Please count the lines in the items below that contain the string "cobblestone". Case counts, and your reply should be that number alone.
● ● ● ●
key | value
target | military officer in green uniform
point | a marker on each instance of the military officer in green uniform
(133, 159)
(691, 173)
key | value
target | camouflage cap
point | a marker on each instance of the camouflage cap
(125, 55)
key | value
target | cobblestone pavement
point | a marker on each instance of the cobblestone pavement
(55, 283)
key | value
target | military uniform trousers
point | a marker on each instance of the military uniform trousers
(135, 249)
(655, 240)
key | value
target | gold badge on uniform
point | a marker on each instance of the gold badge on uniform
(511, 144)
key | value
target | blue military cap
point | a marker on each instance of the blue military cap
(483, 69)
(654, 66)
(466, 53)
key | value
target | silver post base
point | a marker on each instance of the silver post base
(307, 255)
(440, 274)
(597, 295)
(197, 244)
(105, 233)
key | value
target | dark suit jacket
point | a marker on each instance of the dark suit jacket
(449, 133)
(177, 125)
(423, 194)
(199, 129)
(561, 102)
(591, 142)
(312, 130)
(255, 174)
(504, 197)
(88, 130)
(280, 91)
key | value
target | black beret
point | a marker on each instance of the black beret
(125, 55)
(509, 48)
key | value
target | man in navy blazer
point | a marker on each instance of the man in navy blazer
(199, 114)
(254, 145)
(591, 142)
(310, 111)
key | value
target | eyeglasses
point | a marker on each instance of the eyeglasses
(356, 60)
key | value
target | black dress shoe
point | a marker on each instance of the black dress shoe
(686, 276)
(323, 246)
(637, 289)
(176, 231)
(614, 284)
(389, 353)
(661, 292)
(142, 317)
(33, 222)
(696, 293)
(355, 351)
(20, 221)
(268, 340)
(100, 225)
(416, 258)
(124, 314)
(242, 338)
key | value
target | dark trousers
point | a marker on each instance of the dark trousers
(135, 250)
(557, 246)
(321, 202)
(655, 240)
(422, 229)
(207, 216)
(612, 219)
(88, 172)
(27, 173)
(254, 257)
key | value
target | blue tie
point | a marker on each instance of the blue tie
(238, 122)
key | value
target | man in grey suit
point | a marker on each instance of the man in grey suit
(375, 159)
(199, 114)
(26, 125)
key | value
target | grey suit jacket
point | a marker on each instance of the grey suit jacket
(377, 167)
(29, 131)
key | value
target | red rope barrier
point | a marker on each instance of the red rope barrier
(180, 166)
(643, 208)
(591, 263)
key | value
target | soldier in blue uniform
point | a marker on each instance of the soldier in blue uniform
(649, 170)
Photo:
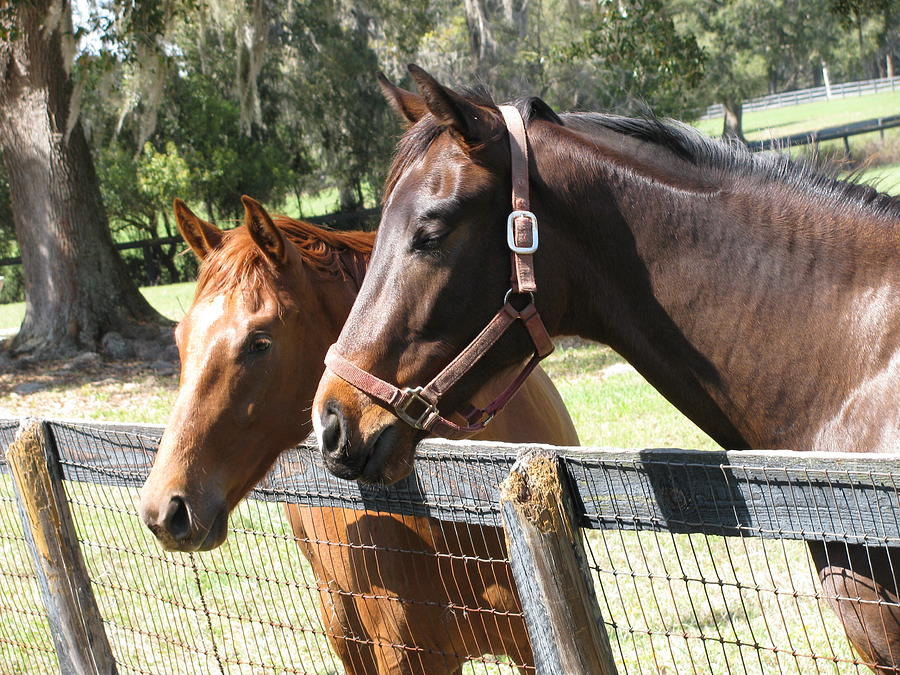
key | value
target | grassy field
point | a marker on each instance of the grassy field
(810, 116)
(252, 606)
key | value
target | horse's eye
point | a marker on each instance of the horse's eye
(259, 343)
(428, 241)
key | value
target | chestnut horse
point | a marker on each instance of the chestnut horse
(398, 594)
(760, 297)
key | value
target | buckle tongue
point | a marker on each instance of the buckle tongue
(511, 232)
(413, 419)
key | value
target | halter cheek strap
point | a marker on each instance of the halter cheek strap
(417, 406)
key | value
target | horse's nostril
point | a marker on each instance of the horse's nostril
(177, 520)
(332, 431)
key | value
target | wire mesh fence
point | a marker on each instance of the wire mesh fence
(700, 563)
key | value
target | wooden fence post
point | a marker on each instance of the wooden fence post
(550, 568)
(75, 622)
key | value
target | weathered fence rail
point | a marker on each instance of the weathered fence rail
(690, 554)
(843, 132)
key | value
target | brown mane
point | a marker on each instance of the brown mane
(239, 262)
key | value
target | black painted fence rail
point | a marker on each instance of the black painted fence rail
(848, 497)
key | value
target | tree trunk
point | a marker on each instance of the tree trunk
(76, 286)
(734, 115)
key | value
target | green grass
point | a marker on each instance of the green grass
(810, 116)
(613, 406)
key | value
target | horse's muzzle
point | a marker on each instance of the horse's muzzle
(179, 527)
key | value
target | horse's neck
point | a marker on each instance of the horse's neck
(748, 323)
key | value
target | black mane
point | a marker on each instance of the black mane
(722, 157)
(731, 157)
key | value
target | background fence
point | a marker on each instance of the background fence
(845, 90)
(697, 559)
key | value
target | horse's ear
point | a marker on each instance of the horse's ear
(408, 105)
(474, 124)
(201, 236)
(263, 231)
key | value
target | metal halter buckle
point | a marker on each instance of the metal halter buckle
(511, 232)
(416, 422)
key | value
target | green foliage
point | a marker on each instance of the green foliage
(635, 51)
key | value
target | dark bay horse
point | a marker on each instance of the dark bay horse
(760, 297)
(398, 594)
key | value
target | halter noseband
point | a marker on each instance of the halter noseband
(417, 406)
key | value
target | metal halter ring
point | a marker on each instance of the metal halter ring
(511, 232)
(512, 292)
(429, 408)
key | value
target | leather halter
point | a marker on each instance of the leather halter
(417, 406)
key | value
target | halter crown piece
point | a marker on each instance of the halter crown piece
(417, 406)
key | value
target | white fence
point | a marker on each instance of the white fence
(846, 90)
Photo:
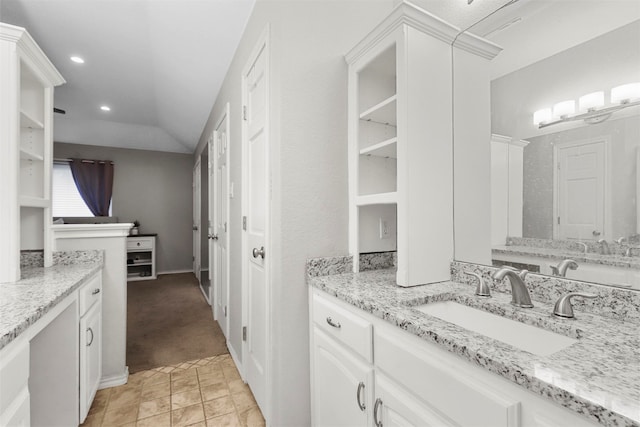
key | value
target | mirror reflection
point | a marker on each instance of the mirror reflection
(565, 144)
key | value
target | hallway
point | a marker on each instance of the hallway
(169, 322)
(206, 392)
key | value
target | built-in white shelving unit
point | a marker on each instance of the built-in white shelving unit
(26, 152)
(401, 141)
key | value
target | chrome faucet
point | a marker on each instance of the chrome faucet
(563, 307)
(561, 269)
(604, 247)
(519, 294)
(482, 288)
(585, 247)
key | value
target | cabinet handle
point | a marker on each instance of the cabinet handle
(336, 325)
(90, 342)
(360, 404)
(376, 421)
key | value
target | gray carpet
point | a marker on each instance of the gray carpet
(168, 322)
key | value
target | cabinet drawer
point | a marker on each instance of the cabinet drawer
(348, 328)
(14, 372)
(90, 293)
(442, 383)
(139, 243)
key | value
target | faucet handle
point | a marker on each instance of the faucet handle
(482, 289)
(563, 307)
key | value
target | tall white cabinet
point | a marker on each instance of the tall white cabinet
(27, 79)
(400, 141)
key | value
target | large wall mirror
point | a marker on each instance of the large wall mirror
(565, 143)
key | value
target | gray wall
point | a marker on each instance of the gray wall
(624, 135)
(153, 187)
(598, 64)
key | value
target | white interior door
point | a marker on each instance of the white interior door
(196, 219)
(219, 152)
(581, 190)
(256, 208)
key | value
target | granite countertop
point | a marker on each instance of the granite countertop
(598, 377)
(559, 253)
(23, 302)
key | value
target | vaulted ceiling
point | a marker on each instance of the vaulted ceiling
(158, 64)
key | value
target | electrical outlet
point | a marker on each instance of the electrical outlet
(385, 233)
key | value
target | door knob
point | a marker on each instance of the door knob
(258, 252)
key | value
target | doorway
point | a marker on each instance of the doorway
(205, 219)
(196, 219)
(581, 183)
(256, 216)
(218, 227)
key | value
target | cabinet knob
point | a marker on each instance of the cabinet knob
(376, 420)
(258, 252)
(333, 323)
(91, 332)
(358, 392)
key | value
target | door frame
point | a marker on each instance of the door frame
(214, 207)
(606, 140)
(196, 225)
(262, 45)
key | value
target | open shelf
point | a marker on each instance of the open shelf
(377, 199)
(27, 121)
(26, 154)
(34, 202)
(386, 148)
(383, 112)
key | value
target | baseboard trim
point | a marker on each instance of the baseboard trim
(174, 271)
(114, 380)
(234, 356)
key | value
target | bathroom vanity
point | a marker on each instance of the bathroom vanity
(51, 341)
(378, 358)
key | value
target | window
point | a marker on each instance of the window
(66, 200)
● ● ● ●
Solution to the exercise: 2